◆ **The exercise**
Turn the data into a Markdown table with the columns Number and Line, starting at the line that contains "Teacher note: have the class pick out the toilet tank" and stopping after the line that contains "Teacher note: have the class pick out the tile". Give each of those lines its own row, skip any blank lines, and include nothing else.

◆ **Exercise material**
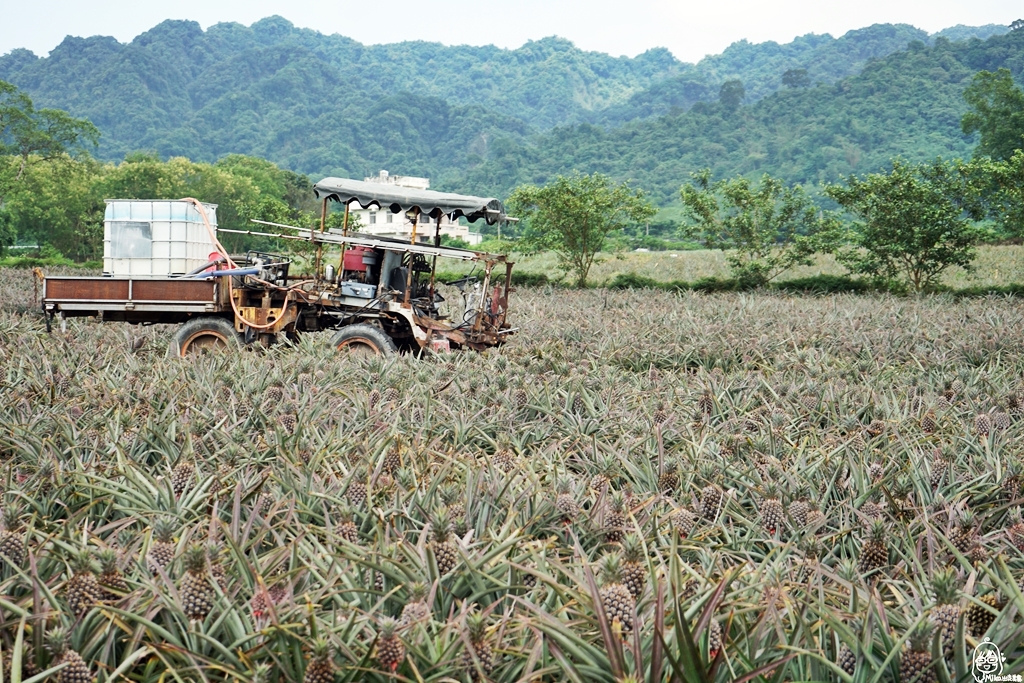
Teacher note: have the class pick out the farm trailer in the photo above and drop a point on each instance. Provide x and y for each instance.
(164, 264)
* * *
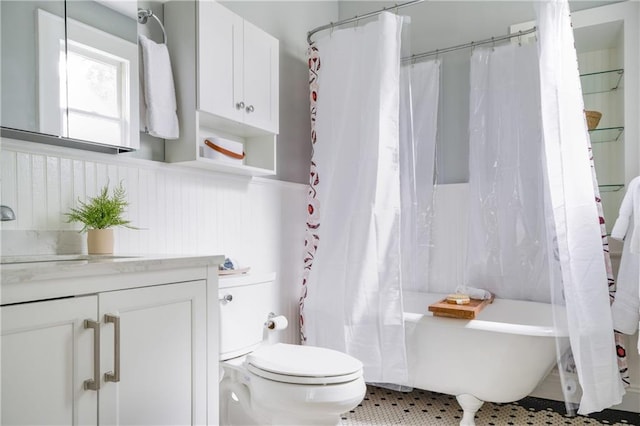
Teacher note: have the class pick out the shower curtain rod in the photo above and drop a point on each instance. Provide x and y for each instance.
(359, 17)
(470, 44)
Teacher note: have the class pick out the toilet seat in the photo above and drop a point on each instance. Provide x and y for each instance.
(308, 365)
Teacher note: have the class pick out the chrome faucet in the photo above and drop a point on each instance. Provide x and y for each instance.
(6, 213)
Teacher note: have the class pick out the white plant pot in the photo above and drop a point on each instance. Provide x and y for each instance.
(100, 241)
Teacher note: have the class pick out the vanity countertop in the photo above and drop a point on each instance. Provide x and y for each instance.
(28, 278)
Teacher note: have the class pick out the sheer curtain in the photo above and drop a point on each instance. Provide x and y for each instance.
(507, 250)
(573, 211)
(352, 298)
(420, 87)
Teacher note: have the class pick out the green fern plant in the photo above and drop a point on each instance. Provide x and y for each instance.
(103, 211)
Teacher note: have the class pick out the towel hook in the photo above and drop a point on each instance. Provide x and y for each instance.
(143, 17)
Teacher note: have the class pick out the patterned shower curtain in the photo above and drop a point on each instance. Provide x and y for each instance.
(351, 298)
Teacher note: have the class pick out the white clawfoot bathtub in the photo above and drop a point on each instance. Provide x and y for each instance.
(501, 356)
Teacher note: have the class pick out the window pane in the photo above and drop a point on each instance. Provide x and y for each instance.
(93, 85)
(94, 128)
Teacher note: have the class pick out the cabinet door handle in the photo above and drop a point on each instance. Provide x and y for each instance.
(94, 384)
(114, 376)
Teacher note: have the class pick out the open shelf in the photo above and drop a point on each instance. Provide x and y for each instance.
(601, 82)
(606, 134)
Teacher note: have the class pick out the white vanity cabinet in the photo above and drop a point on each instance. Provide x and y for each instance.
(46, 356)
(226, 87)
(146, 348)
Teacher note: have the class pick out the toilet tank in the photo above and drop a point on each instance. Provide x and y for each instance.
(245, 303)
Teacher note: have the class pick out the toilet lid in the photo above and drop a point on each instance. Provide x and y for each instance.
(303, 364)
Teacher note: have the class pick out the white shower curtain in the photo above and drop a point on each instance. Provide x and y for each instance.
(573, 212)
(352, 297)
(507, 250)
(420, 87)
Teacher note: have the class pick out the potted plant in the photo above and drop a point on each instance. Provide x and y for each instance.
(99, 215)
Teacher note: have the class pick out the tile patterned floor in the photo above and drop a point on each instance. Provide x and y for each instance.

◆ **Task output**
| Number | Line |
|---|---|
| 1 | Teacher note: have the class pick out the toilet tank in the photo above and drop a point on each instance. Provide x and y for each instance. |
| 2 | (245, 303) |
| 3 | Teacher note: have the class pick out the toilet lid in the photo above and drop a point on each instance. Provide x and y for each instance. |
| 4 | (303, 364) |
| 5 | Teacher note: have the class pick out the white shower curtain in the photo above and drop a point on each instance. Provide x and y for each instance. |
| 6 | (573, 212) |
| 7 | (352, 297) |
| 8 | (507, 250) |
| 9 | (420, 87) |
| 10 | Teacher note: have the class pick out the potted plant in the photo above and drop a point on each instance. Provide x and y for each instance. |
| 11 | (99, 215) |
| 12 | Teacher note: have the class pick out the tile patterned floor in the photo above and drop a point on each instance. Provide x and y for each instance. |